» **Text extract**:
I still get this error (from what I can tell it's still correctly imported accounts and subscriptions) :
INFO MoSQL: Creating table 'accounts'...
INFO MoSQL: Creating table 'subscriptions'...
INFO MoSQL: Importing for Mongo DB sso_development...
INFO MoSQL: Importing for sso_development.accounts...
INFO MoSQL: Imported 339 rows into 'accounts' (0.1s, 0.0s SQL)...
INFO MoSQL: Imported 209 rows into 'subscriptions' (0.1s, 0.0s SQL)...
/Users/taylorbrooks/Documents/Rails/mosql/lib/mosql/cli.rb:277:in `add_identity': undefined method `lit' for "extract(epoch from now())":String (NoMethodError)
from /Users/taylorbrooks/Documents/Rails/mosql/lib/mosql/cli.rb:267:in `check_index_creation'
from /Users/taylorbrooks/Documents/Rails/mosql/lib/mosql/cli.rb:219:in `initial_import'
from /Users/taylorbrooks/Documents/Rails/mosql/lib/mosql/cli.rb:148:in `run'
from /Users/taylorbrooks/Documents/Rails/mosql/lib/mosql/cli.rb:16:in `run'
from ../../Rails/mosql/bin/mosql:5:in `<main>'
Oh right. That has something to do with sequel. I know my Gemfile.lock uses sequel (3.44.0), and I know that when I tried updating it one time, it ended up not having the String#lit definition anymore. As far as I can tell, it's still there in master, so I don't know if you want to try forcing the same version I am using in the lock.
Is work still ongoing on this? Would love to see it merged in at some point... unfortunately I'm getting some import errors when using the fork that I don't get from current mosql master.
Unfortunately I don't think it can be merged in, or at least not trivially. I made all of my changes under the assumption that you are not using the oplog tailer. What kind of error are you seeing? It could certainly be something in my code. On Apr 1, 2014 11:32 AM, "Nick Plante" [email protected] wrote:
Is work still ongoing on this? Would love to see it merged in at some point... unfortunately I'm getting some import errors when using the fork that I don't get from current mosql master.

» **Work to complete**:
a) Name every distinct method from cli.rb that appears in the stack trace of the MoSQL thread.
b) In the MoSQL thread, which version of sequel does the Gemfile.lock use?
c) Please resume the MoSQL thread from the point where it stops.
The lines after this thread play no part in the work here.

» **Entries supplied**:
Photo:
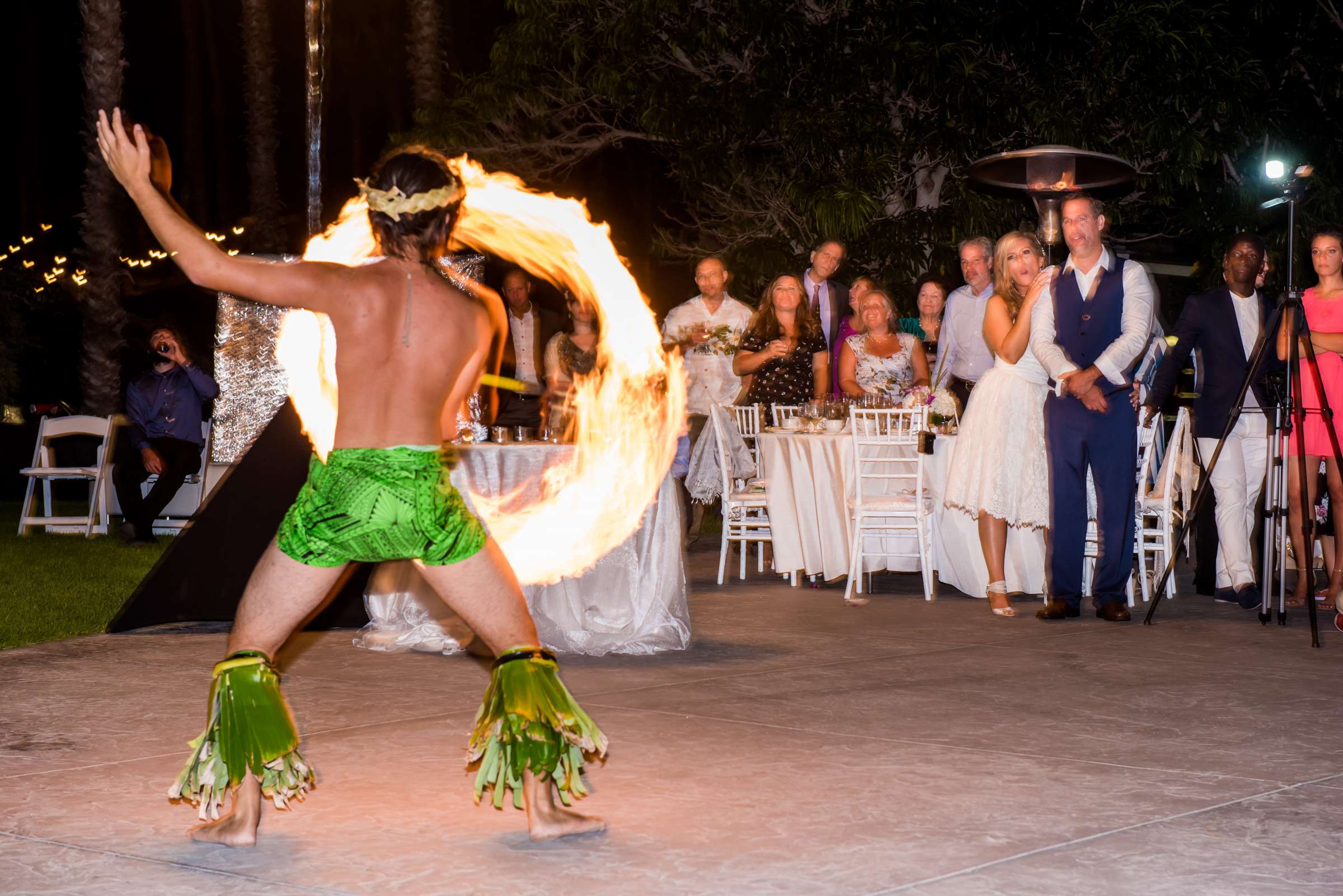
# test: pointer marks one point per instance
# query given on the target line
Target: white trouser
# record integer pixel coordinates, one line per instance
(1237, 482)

* * *

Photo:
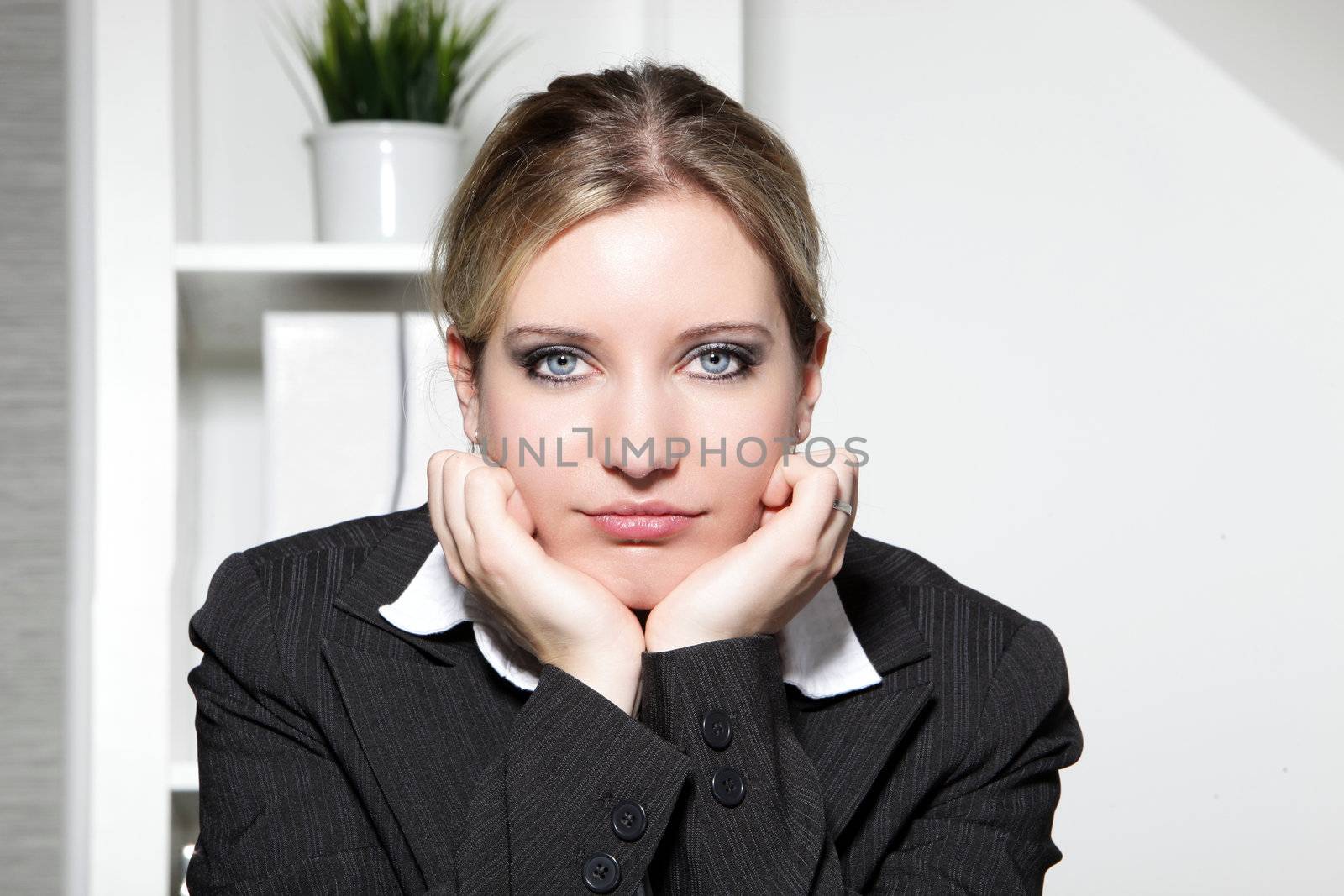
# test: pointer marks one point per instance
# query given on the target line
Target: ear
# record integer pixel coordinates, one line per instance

» **Answer set**:
a) add_identity, check_index_creation, initial_import, run

b) 3.44.0

c)
Reply to this email directly or view it on GitHubhttps://github.com/stripe/mosql/issues/11#issuecomment-39219554 .
@dpatti Thanks for your work, but unfortunately, there's definitely something wrong with your code. I tried a basic YAML without any related stuff in it, and it chokes, whereas the stripe mosql gem works perfectly. I'm using sequel 3.44.0 as you recommended, and I'm passing in the --skip-tail option.
Here's my YAML:
ohana-api-smc_development:
locations:
:columns:
- id:
:source: _id
:type: TEXT
- organization_id: TEXT
- accessibility: TEXT
- admin_emails:
:source: admins
:type: TEXT
- description: TEXT
- emails: TEXT
- hours: TEXT
- languages: TEXT
- name: TEXT
- short_desc: TEXT
- transportation: TEXT
- urls: TEXT
- updated_at: TIMESTAMP
- created_at: TIMESTAMP
:meta:
:table: locations
:extra_props: true
Your code results in 3 distinct errors that appear a bunch of times: 1.
WARN MoSQL: Ignoring row (id=): PG::NotNullViolation: ERROR: null value in column "id" violates not-null constraint
DETAIL: Failing row contains (null, null, null, null, null, null, null, null, null, null, null, null, null, null, null).
PG::ProgramLimitExceeded: ERROR: index row size 3568 exceeds maximum 2712 for index "locations_pkey"
HINT: Values larger than 1/3 of a buffer page cannot be indexed.
Consider a function index of an MD5 hash of the value, or use full text indexing.
PG::DatatypeMismatch: ERROR: column "updated_at" is of type timestamp without time zone but expression is of type record
LINE 1: ...","hours":"(24 hours daily)"}]}'), "updated_at" = ('521d32e4...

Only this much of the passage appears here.